— Begin Information provided —

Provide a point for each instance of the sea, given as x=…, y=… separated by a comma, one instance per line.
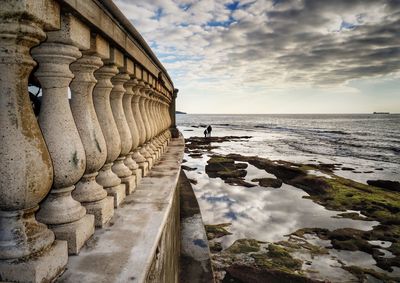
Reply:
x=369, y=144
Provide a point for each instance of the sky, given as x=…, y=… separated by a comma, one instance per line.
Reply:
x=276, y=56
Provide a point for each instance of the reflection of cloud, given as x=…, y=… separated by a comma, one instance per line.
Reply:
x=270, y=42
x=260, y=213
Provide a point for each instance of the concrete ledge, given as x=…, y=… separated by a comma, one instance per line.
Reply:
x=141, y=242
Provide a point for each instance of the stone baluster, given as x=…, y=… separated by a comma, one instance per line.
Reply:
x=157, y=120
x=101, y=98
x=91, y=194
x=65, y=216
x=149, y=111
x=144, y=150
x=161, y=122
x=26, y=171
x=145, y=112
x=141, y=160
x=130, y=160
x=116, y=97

— End Information provided —
— Begin Information provided —

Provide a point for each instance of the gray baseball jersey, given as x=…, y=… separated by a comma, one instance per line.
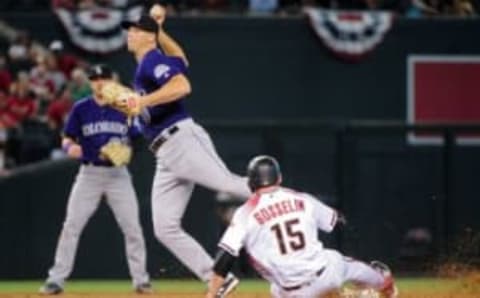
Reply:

— End Information provided —

**Required task:**
Quote the listing from the line with "Provide a point for each instance of the sea, given" up to and including the line with "x=276, y=56". Leave the picture out of your answer.

**Answer below:**
Provide a point for each instance of the sea, given as x=…, y=… separated by a comma, one instance per line.
Reply:
x=369, y=144
Provide a point for each instance of the sky, given as x=…, y=… separated by a comma, one instance per line.
Reply:
x=276, y=56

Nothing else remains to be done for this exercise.